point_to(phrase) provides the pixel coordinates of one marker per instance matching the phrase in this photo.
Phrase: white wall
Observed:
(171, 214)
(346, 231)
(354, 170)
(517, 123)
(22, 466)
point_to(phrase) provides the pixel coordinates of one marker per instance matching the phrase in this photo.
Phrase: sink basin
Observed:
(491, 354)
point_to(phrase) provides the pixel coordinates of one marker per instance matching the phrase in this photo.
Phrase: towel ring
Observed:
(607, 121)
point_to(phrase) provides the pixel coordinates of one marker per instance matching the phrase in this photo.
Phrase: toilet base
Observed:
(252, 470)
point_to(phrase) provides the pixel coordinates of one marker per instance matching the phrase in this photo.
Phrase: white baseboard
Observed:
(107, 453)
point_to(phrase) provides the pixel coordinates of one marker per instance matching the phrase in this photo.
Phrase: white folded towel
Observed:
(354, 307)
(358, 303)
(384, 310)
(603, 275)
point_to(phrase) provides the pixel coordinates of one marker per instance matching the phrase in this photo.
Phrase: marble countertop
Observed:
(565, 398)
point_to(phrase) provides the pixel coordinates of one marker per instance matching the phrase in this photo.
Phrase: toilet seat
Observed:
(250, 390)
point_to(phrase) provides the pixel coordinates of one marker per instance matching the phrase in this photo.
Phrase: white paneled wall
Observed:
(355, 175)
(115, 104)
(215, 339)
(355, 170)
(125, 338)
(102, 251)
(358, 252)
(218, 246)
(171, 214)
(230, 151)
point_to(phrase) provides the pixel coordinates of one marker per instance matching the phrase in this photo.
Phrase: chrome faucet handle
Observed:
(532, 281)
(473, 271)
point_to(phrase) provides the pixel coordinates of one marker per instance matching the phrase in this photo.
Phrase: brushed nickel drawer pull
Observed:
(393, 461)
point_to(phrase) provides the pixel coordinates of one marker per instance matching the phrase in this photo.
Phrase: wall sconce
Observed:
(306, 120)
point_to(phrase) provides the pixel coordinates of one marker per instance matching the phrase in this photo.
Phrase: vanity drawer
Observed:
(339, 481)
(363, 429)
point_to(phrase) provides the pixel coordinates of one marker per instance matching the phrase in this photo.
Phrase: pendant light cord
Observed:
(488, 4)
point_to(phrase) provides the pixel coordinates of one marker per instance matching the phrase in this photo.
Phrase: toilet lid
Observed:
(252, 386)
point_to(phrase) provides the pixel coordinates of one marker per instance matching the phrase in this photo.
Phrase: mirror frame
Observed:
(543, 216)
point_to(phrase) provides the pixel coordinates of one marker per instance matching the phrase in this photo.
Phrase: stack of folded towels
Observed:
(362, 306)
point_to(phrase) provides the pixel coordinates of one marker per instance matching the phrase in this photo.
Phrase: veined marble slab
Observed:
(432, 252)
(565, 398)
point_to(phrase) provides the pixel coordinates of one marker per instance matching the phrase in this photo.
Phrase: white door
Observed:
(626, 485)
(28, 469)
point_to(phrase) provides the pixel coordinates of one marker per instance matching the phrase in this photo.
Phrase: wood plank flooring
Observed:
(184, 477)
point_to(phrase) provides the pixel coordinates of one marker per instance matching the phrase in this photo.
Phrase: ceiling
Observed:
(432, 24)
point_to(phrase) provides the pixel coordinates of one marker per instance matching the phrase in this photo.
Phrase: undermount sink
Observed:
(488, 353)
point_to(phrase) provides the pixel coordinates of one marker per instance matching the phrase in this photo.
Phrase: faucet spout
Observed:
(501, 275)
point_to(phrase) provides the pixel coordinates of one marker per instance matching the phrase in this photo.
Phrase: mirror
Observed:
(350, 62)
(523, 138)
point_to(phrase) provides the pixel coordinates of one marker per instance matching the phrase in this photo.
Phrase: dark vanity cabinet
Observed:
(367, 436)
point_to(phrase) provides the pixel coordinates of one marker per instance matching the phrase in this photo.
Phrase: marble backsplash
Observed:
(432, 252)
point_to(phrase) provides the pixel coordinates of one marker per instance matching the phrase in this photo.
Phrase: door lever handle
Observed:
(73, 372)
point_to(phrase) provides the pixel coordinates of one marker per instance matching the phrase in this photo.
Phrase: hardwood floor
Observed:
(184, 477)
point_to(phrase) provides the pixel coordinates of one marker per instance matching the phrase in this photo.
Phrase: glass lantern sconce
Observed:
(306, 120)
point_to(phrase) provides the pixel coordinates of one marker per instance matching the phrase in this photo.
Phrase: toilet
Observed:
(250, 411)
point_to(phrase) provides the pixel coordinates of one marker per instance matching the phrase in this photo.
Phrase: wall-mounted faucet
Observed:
____
* _TASK DIRECTIONS_: Give the number of lines in the entries that include the string "sconce", and nothing more.

* _WRITTEN RESPONSE_: 2